*** Data provided ***

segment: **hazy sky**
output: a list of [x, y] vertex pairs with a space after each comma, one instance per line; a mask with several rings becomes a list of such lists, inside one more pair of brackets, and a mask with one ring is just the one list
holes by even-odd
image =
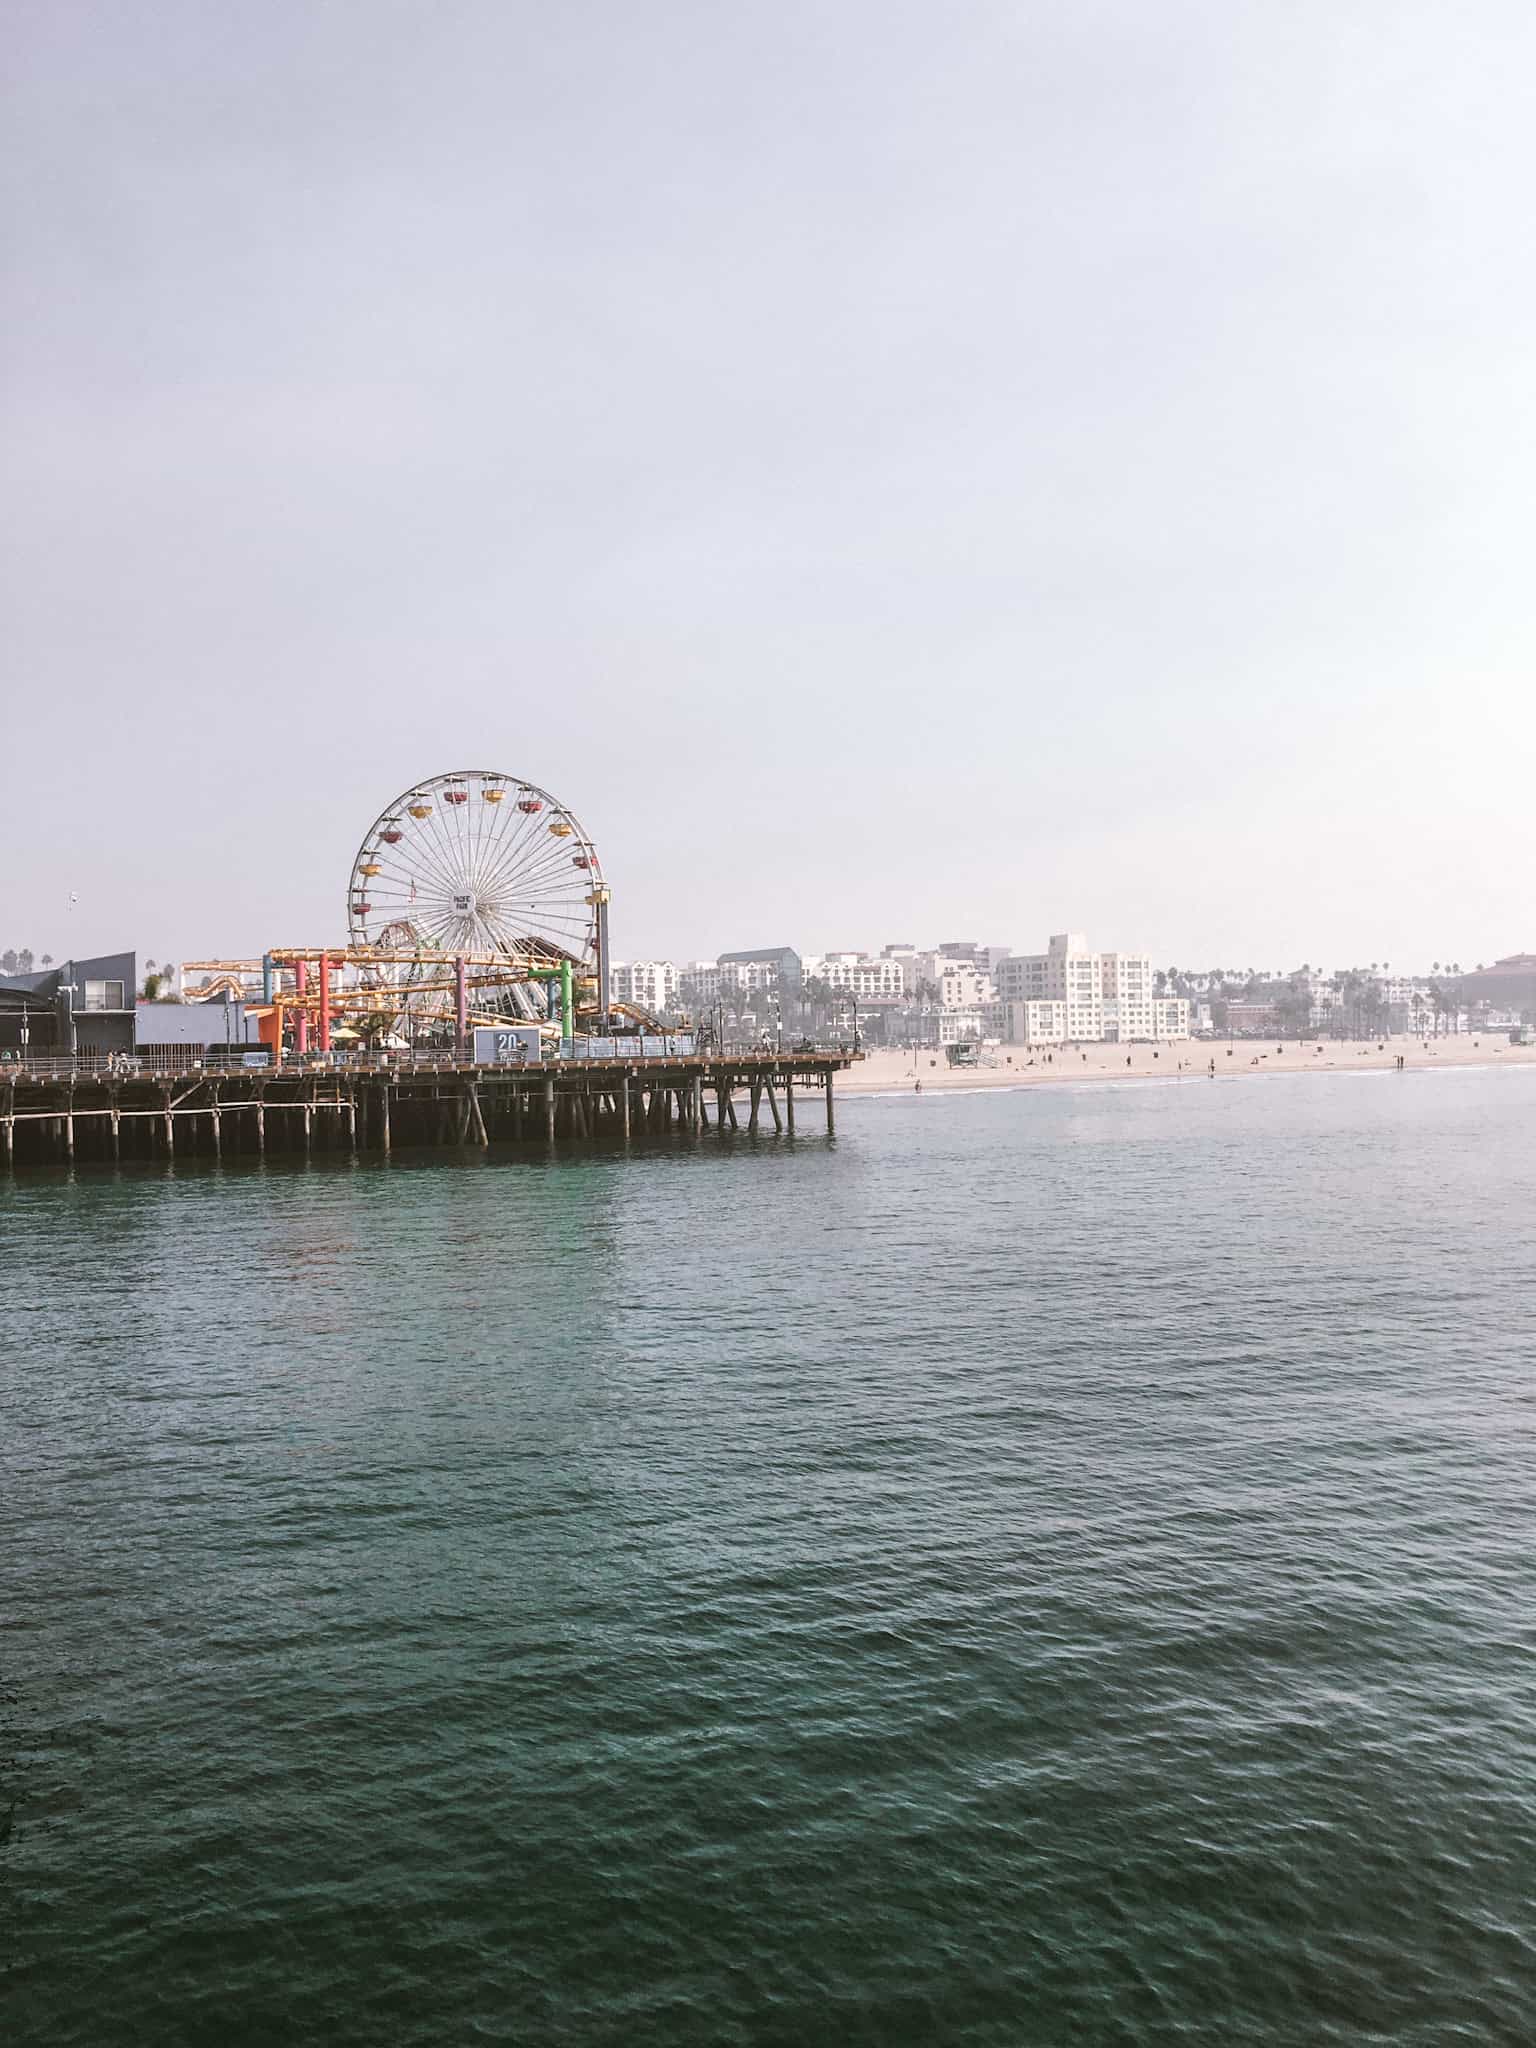
[[0, 946], [461, 766], [618, 957], [1536, 946], [1528, 4], [4, 25]]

*** End of Data provided ***

Return, exactly, the lines from the first line of the records above to the line containing "output: a list", both included.

Answer for the task →
segment: **hazy sky**
output: a list of [x, y] vertex pairs with a space after each comma, one instance per line; a mask with several rings becomes a list of such lists, inside one more pair of brackets, and a mask with one ring is just the one list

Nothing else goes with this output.